:: TASK 1 ::
Copy the tagging text from "In general, tagging" to "the sense inventory.", swapping "lexicographer" for "editor".
:: TASK 2 ::
Decide whether each statement agrees with the tagging text, and back each yes or no with the deciding words quoted from it: (a) The pattern sets rest on the Oxford Dictionary of English. (b) The lexicographer cut the number of senses by about 10 percent. (c) Instances tagged for SemEval 2007 carry the label OEC.

:: PASSAGE ::
In analyzing preposition behavior, therefore, the objective is to tease apart these various elements. The procedures for doing so are laid out below.

Steps and Aids in Tagging Instances

In general, tagging TPP instances is based on considering the pattern descriptions in the pattern manager. Since the pattern sets (definitions) are based on the Oxford Dictionary of English, the likelihood is that the coverage and accuracy of the sense distinctions is quite high. However, since prepositions have generally not received the close attention of words in other parts of speech, PDEP is intended to ensure the coverage and accuracy. During the development of the SemEval 2007 tagged instances, using FrameNet sentences, the lexicographer found it necessary to increase the number of senses by about 10 percent. Since the lack of coverage in FrameNet is well-recognized, the representative sample developed for PDEP should provide the basis for ensuring the coverage and accuracy of the sense inventory.

As indicated, the first step in tagging instances involves looking at the patterns and seeing whether the TPP instances can be tagged with existing patterns. In addition to the patterns, instances that have been tagged for SemEval 2007 (labeled FN) or the Oxford English Corpus (labeld OEC) can be opened and used as the basis for making judgments on the TPP corpus.

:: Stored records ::
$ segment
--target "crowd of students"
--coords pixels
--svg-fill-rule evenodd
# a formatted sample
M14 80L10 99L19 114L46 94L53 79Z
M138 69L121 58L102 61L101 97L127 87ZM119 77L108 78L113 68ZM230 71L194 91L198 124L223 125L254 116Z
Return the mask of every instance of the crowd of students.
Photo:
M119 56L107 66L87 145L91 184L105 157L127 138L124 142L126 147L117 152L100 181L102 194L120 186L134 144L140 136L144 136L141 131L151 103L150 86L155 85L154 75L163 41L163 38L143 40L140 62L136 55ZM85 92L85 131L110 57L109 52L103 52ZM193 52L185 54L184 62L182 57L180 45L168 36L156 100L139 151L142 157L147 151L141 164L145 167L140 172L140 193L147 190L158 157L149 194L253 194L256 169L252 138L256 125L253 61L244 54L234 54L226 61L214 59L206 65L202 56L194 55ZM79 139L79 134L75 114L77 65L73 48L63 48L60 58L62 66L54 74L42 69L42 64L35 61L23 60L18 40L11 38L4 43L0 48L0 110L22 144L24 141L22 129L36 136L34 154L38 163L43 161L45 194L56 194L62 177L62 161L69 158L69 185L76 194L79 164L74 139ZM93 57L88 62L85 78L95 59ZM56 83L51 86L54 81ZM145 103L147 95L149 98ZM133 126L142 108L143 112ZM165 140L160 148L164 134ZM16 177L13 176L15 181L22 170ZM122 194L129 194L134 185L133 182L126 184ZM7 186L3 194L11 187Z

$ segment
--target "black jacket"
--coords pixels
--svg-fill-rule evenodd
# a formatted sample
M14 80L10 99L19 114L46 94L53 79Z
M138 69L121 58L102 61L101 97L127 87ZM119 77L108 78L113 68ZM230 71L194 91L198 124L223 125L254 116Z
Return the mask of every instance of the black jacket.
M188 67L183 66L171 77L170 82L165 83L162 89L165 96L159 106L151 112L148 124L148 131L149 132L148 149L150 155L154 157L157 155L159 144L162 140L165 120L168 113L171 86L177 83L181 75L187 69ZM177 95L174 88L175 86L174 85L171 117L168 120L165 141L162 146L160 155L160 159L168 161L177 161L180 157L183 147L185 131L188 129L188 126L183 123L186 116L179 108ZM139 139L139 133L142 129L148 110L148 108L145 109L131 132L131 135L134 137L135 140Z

:: EXERCISE ANSWER 1 ::
In general, tagging TPP instances is based on considering the pattern descriptions in the pattern manager. Since the pattern sets (definitions) are based on the Oxford Dictionary of English, the likelihood is that the coverage and accuracy of the sense distinctions is quite high. However, since prepositions have generally not received the close attention of words in other parts of speech, PDEP is intended to ensure the coverage and accuracy. During the development of the SemEval 2007 tagged instances, using FrameNet sentences, the editor found it necessary to increase the number of senses by about 10 percent. Since the lack of coverage in FrameNet is well-recognized, the representative sample developed for PDEP should provide the basis for ensuring the coverage and accuracy of the sense inventory.

:: EXERCISE ANSWER 2 ::
(a) Yes: "the pattern sets (definitions) are based on the Oxford Dictionary of English"
(b) No: "the lexicographer found it necessary to increase the number of senses by about 10 percent"
(c) No: "instances that have been tagged for SemEval 2007 (labeled FN)"